_Work required:_ Copy out every line in the items below that contains the word "boat".

_Data rows:_
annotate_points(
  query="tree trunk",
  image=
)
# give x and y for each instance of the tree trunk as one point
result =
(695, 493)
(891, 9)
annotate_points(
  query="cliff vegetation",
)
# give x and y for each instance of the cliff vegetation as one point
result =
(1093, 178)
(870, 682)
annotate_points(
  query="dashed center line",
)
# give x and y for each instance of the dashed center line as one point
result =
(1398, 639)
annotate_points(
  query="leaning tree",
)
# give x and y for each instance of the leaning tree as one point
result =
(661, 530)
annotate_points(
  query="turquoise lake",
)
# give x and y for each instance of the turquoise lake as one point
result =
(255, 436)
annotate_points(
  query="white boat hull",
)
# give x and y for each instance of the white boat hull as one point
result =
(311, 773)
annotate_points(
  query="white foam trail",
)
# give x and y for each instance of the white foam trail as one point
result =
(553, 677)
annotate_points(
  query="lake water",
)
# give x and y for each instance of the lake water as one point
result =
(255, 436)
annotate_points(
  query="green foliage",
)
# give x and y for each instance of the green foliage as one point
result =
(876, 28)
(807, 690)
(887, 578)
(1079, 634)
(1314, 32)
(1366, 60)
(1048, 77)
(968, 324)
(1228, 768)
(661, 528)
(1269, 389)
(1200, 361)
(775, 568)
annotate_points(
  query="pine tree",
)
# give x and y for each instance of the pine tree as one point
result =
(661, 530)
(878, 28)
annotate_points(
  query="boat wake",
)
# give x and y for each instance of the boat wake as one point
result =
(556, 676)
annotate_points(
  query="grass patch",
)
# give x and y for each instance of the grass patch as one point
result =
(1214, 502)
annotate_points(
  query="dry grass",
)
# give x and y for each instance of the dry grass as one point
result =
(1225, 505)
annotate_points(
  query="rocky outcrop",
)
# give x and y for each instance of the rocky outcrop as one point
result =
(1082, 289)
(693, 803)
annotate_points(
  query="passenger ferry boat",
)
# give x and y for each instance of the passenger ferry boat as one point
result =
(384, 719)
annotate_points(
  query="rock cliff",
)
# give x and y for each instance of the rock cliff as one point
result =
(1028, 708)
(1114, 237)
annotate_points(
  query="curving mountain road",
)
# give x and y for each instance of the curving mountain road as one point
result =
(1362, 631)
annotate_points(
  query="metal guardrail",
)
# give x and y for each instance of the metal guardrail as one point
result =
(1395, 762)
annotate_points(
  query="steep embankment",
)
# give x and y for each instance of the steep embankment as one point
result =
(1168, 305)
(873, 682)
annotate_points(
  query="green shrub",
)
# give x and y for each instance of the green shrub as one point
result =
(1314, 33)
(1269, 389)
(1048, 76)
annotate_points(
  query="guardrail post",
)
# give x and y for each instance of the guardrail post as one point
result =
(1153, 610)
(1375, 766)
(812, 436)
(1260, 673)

_Solution for this problem:_
  query="white boat hull",
# give x and y for each instance of the white boat hull as one point
  query="boat wake",
# give x and y for each instance of the boat wake as one point
  query="passenger ferry boat",
# give x and y for each instance of the passenger ferry boat as one point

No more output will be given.